§ READING TEXT:
^^^^

So when you guys put it in the freezer all you do prior to is rinse it out with regular water?


----------



## rockhop (Mar 22, 2006)

I rinse mine with hot tap water then straight in the freezer. Been doing this with the same bladder since '97. Occasionally I'll fill it with hot water and a tspn of dishwasher powder, the type for machines. Rinses clean with no aftertaste.


----------



## 05kas05 (Mar 20, 2010)

when i had my camelbak i would use the denture tablets it worked well and gave it a minty taste at least for the first fill up then it would start tasting like plastic again.i finally switched to an osprey pack mainly just to downsize the bag. the bladder/water tastes so much better and it is still tasting great after a year and a half. i don't think i would use another camelbak but to be fair i have not tried their new bladders yet.


----------



## palerider (Jul 15, 2004)

I would never use bleach, try lemon juice.


----------



## mtbxplorer (Dec 25, 2009)

Shake with a little baking soda (soak if severe), rinse. Drain and then add a couple paper towels inside to remove moisture and keep it "open". Remove and add new towels if needed. Hang with a dry paper towel inside until next use.


----------



## acer66 (Oct 13, 2010)

Mamba13 said:


> I put my camel bak bladder in the freezer after each use.


1+ In all those years I never cleaned a single one while using just water besides before using it for the first time.


----------



## ibadfish (Apr 22, 2012)

Mamba13 said:


> I put my camel bak bladder in the freezer after each use.


I do the exact same. I've been using the same camel back bladder for 3 years. Whatever water I don't finish gets thrown in the freezer. This helps keep the water cold during my ride as well. Best part is you don't have to fuss with cleaning and drying the camel bak. I've only washed mine out once and that was only because I left it in my car for a couple of days and when I first got the camelbak.

^^^^

§ RAW DATA:
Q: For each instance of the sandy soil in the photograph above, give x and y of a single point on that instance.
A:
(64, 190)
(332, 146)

^^^^

§ GIVEN TASK: Could you continue the forum thread on keeping hydration bladders clean, picking up right after its final post?

§ THE RESULT:
Also the carbon filter they sell works really well.


----------



## johnlh (Aug 16, 2008)

I sometimes put Heed or Perpetuem in mine, so it is washed with soap & water after every ride, then hung to dry on a folded up wire coat hanger. If things do get funky, then a simple wash, followed by a soak in bleach water does the trick. A day or so of soaking with a baking soda solution removes the bleach taste.


----------



## leeboh (Aug 5, 2011)

Drain after every ride, and hang on handlebars upside down with tube in to air dry.


----------



## teleken (Jul 22, 2005)

I use a 4-5" piece of stiff foam (like those pool noodles) to keep the bladder spread out so it can air dry.


----------



## jjaguar (Oct 6, 2011)

I usually use water, and most of the time the unfinished portion just goes into the fridge for next time. If I do wash it out, it's with dish soap and water and sometimes a little bleach or white vinegar. I'll stick a wire whisk in it to hold it open and hang it upside down to dry.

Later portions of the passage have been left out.